* HOW TO COMPLETE THIS TASK *
Leave out all images and set down the records exactly as given.

[Records from a dataset]
------

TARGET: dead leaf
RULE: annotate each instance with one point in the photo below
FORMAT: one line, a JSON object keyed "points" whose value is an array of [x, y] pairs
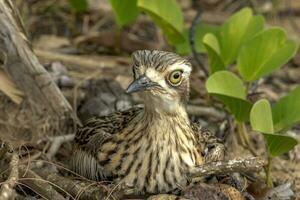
{"points": [[9, 88]]}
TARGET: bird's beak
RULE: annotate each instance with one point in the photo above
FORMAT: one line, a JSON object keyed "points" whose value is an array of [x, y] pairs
{"points": [[140, 84]]}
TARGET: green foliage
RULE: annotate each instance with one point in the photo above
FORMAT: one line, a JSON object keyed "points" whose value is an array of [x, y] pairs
{"points": [[238, 29], [224, 44], [201, 30], [262, 121], [286, 112], [230, 90], [167, 15], [242, 40], [213, 49], [78, 6], [125, 12], [266, 52]]}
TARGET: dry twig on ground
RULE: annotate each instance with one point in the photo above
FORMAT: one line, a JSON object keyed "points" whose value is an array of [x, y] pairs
{"points": [[223, 167], [7, 188]]}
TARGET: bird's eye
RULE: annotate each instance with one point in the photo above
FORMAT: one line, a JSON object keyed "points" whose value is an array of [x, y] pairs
{"points": [[175, 77]]}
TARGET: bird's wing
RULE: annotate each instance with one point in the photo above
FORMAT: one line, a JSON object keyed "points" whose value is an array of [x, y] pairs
{"points": [[91, 136], [98, 129], [212, 147]]}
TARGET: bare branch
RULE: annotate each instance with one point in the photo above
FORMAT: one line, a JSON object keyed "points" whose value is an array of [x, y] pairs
{"points": [[7, 188], [223, 167], [23, 66]]}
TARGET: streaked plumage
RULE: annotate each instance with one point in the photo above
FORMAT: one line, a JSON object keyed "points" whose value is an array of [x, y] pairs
{"points": [[151, 148]]}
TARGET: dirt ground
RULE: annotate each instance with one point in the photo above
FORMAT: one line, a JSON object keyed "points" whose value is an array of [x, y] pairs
{"points": [[92, 70]]}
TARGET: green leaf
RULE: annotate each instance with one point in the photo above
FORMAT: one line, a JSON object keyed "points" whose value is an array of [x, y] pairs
{"points": [[266, 52], [279, 144], [79, 6], [286, 112], [261, 121], [238, 29], [213, 49], [167, 15], [261, 117], [229, 89], [125, 11], [201, 30]]}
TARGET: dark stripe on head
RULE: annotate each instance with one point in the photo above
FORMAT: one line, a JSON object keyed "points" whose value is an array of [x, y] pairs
{"points": [[156, 59]]}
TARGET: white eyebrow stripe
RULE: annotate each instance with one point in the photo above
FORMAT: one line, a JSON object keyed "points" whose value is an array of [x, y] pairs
{"points": [[180, 66]]}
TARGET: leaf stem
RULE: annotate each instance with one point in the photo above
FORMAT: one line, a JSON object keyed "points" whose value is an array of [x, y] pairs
{"points": [[244, 138], [268, 171]]}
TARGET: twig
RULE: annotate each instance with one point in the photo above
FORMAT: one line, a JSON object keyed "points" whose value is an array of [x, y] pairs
{"points": [[80, 189], [224, 167], [7, 188], [192, 42], [24, 68], [38, 185]]}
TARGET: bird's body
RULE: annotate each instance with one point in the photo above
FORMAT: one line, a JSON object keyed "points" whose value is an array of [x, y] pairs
{"points": [[153, 148]]}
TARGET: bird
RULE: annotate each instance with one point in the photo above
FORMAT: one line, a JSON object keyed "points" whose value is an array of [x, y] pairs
{"points": [[151, 148]]}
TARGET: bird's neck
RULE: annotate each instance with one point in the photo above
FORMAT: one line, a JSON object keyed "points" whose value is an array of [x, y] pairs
{"points": [[167, 120]]}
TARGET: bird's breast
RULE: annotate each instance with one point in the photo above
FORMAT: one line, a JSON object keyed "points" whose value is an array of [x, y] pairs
{"points": [[152, 157]]}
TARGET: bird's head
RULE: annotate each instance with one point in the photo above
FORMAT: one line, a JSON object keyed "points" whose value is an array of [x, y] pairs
{"points": [[162, 78]]}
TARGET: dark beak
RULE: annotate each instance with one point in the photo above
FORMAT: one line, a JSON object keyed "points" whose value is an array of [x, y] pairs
{"points": [[140, 84]]}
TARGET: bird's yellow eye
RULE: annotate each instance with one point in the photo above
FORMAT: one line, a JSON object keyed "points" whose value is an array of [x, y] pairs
{"points": [[175, 77]]}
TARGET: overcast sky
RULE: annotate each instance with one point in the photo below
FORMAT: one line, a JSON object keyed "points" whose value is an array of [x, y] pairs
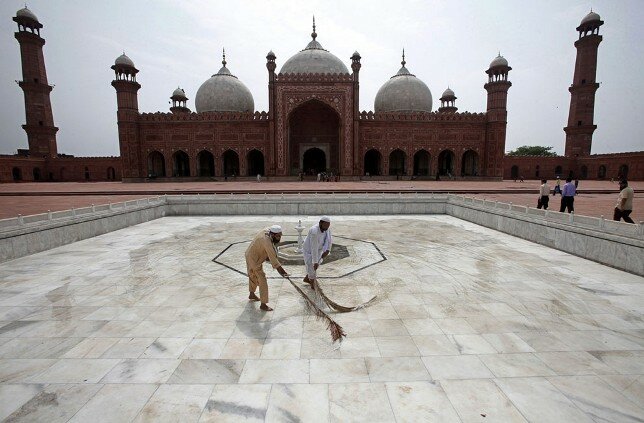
{"points": [[178, 43]]}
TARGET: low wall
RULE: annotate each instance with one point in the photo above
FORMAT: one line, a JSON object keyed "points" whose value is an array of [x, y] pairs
{"points": [[615, 244]]}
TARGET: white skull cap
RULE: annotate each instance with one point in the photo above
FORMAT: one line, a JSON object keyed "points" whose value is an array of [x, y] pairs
{"points": [[276, 229]]}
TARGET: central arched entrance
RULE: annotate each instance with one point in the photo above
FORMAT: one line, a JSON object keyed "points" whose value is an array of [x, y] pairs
{"points": [[314, 161], [313, 136]]}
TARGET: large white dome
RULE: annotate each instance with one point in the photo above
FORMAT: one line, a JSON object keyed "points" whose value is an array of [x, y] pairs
{"points": [[223, 92], [403, 93]]}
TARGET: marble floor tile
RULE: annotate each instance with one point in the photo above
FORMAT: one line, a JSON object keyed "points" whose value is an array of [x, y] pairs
{"points": [[420, 401], [292, 402], [128, 348], [393, 369], [115, 403], [359, 347], [466, 308], [539, 401], [12, 397], [598, 399], [75, 370], [632, 386], [324, 348], [166, 348], [146, 370], [456, 367], [346, 370], [478, 400], [397, 346], [507, 342], [91, 348], [173, 403], [623, 362], [472, 344], [574, 363], [242, 348], [366, 402], [19, 370], [421, 327], [435, 345], [235, 403], [516, 365], [275, 371], [281, 348], [203, 348], [55, 403], [207, 371]]}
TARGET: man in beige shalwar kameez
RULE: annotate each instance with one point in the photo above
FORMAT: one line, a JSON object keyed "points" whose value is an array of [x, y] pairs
{"points": [[262, 249]]}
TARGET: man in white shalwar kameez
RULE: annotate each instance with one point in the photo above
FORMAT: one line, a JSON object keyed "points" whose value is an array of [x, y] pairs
{"points": [[317, 246]]}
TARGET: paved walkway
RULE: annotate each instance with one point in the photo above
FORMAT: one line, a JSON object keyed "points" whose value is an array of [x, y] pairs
{"points": [[596, 198]]}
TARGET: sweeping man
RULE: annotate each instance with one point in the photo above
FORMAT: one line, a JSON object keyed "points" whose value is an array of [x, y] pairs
{"points": [[261, 249], [317, 246]]}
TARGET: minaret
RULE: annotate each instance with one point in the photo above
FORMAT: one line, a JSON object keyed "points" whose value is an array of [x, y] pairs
{"points": [[40, 129], [179, 101], [127, 116], [497, 115], [448, 102], [355, 67], [579, 132]]}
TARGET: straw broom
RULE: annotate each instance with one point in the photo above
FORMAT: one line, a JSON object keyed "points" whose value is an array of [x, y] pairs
{"points": [[337, 333]]}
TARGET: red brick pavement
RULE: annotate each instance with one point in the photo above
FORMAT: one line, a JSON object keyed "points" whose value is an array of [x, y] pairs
{"points": [[595, 198]]}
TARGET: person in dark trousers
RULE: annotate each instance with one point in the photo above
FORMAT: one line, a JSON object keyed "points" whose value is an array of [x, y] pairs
{"points": [[544, 193], [568, 196]]}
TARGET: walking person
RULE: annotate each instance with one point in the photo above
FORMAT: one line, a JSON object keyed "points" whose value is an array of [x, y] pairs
{"points": [[544, 192], [568, 196], [624, 205]]}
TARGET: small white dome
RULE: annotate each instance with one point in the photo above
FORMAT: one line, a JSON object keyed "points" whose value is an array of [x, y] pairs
{"points": [[223, 92], [123, 60], [180, 93], [498, 61], [591, 17], [448, 93], [26, 13]]}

------

* EXERCISE RESPONSE *
TARGET: dead leaf
RULE: annotate each instance with one point in the photo below
FORMAT: one line, a JSON object keyed "points" whose value is an array of [x, y] pairs
{"points": [[9, 88]]}
TARGET: bird's beak
RULE: annotate each instance with one point in the photo above
FORMAT: one line, a JSON object keyed "points" whose value is an array of [x, y] pairs
{"points": [[140, 84]]}
TARGET: green foliage
RULE: annotate each instance with one point in the photo above
FORMAT: one line, a JSON object keyed "points" whose value is an array of [x, y] pairs
{"points": [[238, 29], [224, 44], [201, 30], [262, 121], [286, 112], [230, 90], [167, 15], [242, 40], [213, 49], [78, 6], [125, 12], [266, 52]]}
TARGET: dry twig on ground
RULE: annotate each instance with one point in the photo above
FORMAT: one line, a JSON object keyed "points" whose value is an array of [x, y] pairs
{"points": [[223, 167], [7, 188]]}
TARGET: bird's eye
RULE: annotate each instance with one point in the photo above
FORMAT: one line, a JSON object keyed "points" whose value is an array of [x, y] pairs
{"points": [[175, 77]]}
TARGET: bird's wing
RULE: annotate each instance with one point in the photo above
FORMAT: one line, a JSON object keyed "points" whose value is an array of [x, y] pairs
{"points": [[91, 136], [98, 129], [212, 147]]}
TARGET: bare branch
RULE: annotate each instance with one point in the photo above
FORMAT: one line, a JSON object keyed "points" whose value is an array of [x, y] pairs
{"points": [[7, 188], [223, 167], [23, 66]]}
TARGET: streaked plumage
RULE: annotate each instance with one point in the photo above
FORMAT: one line, a JSON object keyed "points" whose value is an array of [x, y] pairs
{"points": [[151, 148]]}
TARGET: dirt ground
RULE: annotate each instance with one point in the photo above
FORMAT: one line, a JSON object keyed "points" whose value is an array of [x, y] pairs
{"points": [[92, 70]]}
TARGET: green leaf
RULE: annotate each instance with one point in the photo above
FORMAT: one line, a JSON object keyed "points" whose value is an array of [x, y] pairs
{"points": [[266, 52], [279, 144], [79, 6], [286, 112], [261, 121], [238, 29], [213, 49], [167, 15], [261, 117], [229, 89], [125, 11], [201, 30]]}
TARGET: dark stripe on head
RULE: annotate each instance with one point in the photo above
FORMAT: one line, a JSON object keyed "points" whose value is an array of [x, y] pairs
{"points": [[156, 59]]}
TARGET: white eyebrow stripe
RULE: annotate each instance with one point in the photo above
FORMAT: one line, a JSON object keyed "points" whose value is an array of [x, y] pairs
{"points": [[180, 66]]}
TARGET: leaf stem
RULE: annotate each instance with one point in the photo above
FORMAT: one line, a JSON object keyed "points" whose value is an array of [x, y] pairs
{"points": [[244, 138], [268, 171]]}
TARGET: twig
RULE: annotate each instance with one point in the photo above
FORMAT: one line, a JSON object keyed "points" whose value is an array of [x, y] pairs
{"points": [[80, 189], [224, 167], [7, 188], [192, 42], [24, 68], [38, 185]]}
TARGET: bird's body
RULE: annotate each instance with one point in the photo above
FORMAT: one line, a JSON object keyed "points" whose value is an array of [x, y] pairs
{"points": [[153, 148]]}
TARGET: bird
RULE: annotate each instance with one point in the photo above
FORMAT: one line, a JSON object keyed "points" whose value is an array of [x, y] pairs
{"points": [[151, 148]]}
TARGET: bird's neck
RULE: annotate each instance with one point in the photo above
FORMAT: one line, a JSON object keyed "points" whose value is an array of [x, y] pairs
{"points": [[167, 120]]}
TARGET: bird's breast
RULE: annotate each instance with one point in the photo above
FORMAT: one line, a JSON object keyed "points" whose value is an array of [x, y] pairs
{"points": [[152, 157]]}
TARGET: bird's head
RULE: annotate each instance with one point in the photo above
FORMAT: one line, a JSON object keyed "points" whose value is an array of [x, y] pairs
{"points": [[162, 78]]}
TARGET: dark beak
RULE: annotate each instance with one point in the photo above
FORMAT: one line, a JSON object keyed "points" whose value is an array of [x, y] pairs
{"points": [[140, 84]]}
TARGET: bird's yellow eye
RULE: annotate each instance with one point in the photo above
FORMAT: one line, a JSON object keyed "points" whose value is an array of [x, y] pairs
{"points": [[175, 77]]}
TARGET: overcast sky
RULE: annotate each instance with one point in the photo below
FORMAT: one line, a JSON object keyed "points" whose value is an array of [x, y] pairs
{"points": [[178, 43]]}
TARGET: low wall
RULE: annotate each instance with one point in the photo above
FORMAT: one line, a JSON object keyed "points" whose value is an array of [x, y] pairs
{"points": [[615, 244]]}
TARGET: white skull cap
RULE: annotate each instance with one point in the photo above
FORMAT: one line, a JSON object keyed "points" whose value is an array of [x, y] pairs
{"points": [[276, 229]]}
TARGET: central arched entrance
RULE: annotate each instance with one point in the photo above
FORMAT: one line, a JSON object keyed "points" whose value is an array of [x, y] pairs
{"points": [[314, 161], [313, 136]]}
TARGET: large white dome
RULE: annotate each instance with one point in the photo above
FORMAT: one line, a JSON object keyed "points" whose value is an array of [x, y] pairs
{"points": [[223, 92], [403, 93]]}
TARGET: marble floor tile
RULE: annotate each instance with one point in the photo above
FORMAT: one line, a JSON object keyed "points" whose value is an array of [x, y] pairs
{"points": [[420, 401], [292, 402], [128, 348], [393, 369], [115, 403], [359, 347], [466, 308], [539, 401], [12, 397], [598, 399], [75, 370], [632, 386], [324, 348], [166, 348], [146, 370], [456, 367], [346, 370], [478, 400], [397, 346], [507, 342], [91, 348], [173, 403], [623, 362], [472, 344], [574, 363], [242, 348], [366, 402], [19, 370], [421, 327], [435, 345], [235, 403], [516, 365], [275, 371], [281, 348], [203, 348], [55, 403], [207, 371]]}
TARGET: man in beige shalwar kameez
RULE: annotate each instance with one point in the photo above
FORMAT: one line, a JSON object keyed "points" whose value is an array of [x, y] pairs
{"points": [[262, 249]]}
TARGET: man in white shalwar kameez
RULE: annotate each instance with one point in the photo above
FORMAT: one line, a JSON object keyed "points" whose value is an array of [x, y] pairs
{"points": [[317, 246]]}
TARGET: paved walkway
RULE: annotate each instance with one point in the photo above
FORMAT: one line, a JSON object keyed "points" whose value is an array of [x, y] pairs
{"points": [[596, 198]]}
TARGET: sweeping man
RULE: annotate each instance with one point in the photo above
FORMAT: one line, a JSON object keyed "points" whose value is an array of [x, y] pairs
{"points": [[261, 249], [317, 246]]}
TARGET: minaret
RULE: annotate each instance with one point in the photo above
FORMAT: one line, a JSON object keyed "points" whose value is an array of [x, y] pairs
{"points": [[40, 129], [179, 101], [127, 116], [497, 115], [448, 102], [355, 67], [579, 132]]}
TARGET: straw broom
RULE: annotate each instance with one point in the photo above
FORMAT: one line, a JSON object keyed "points" whose value is an array of [x, y] pairs
{"points": [[337, 333]]}
TARGET: red brick pavement
RULE: annotate each instance with one point in the photo above
FORMAT: one line, a JSON object keyed "points" whose value is an array of [x, y] pairs
{"points": [[595, 198]]}
TARGET: person in dark trousers
RULE: annotate each instance with one point in the photo above
FORMAT: one line, a JSON object keyed "points" whose value is an array of [x, y] pairs
{"points": [[544, 193], [568, 196]]}
TARGET: walking person
RULE: annotate each instance with one point in the photo above
FORMAT: one line, a JSON object keyed "points" whose value is an array of [x, y] pairs
{"points": [[544, 192], [568, 196], [624, 205]]}
TARGET: small white dome
RULE: annotate each instance with one point in the photo above
FORMAT: one line, a JSON object keyed "points" whose value is an array of [x, y] pairs
{"points": [[223, 92], [123, 60], [180, 93], [498, 61], [591, 17], [448, 93], [26, 13]]}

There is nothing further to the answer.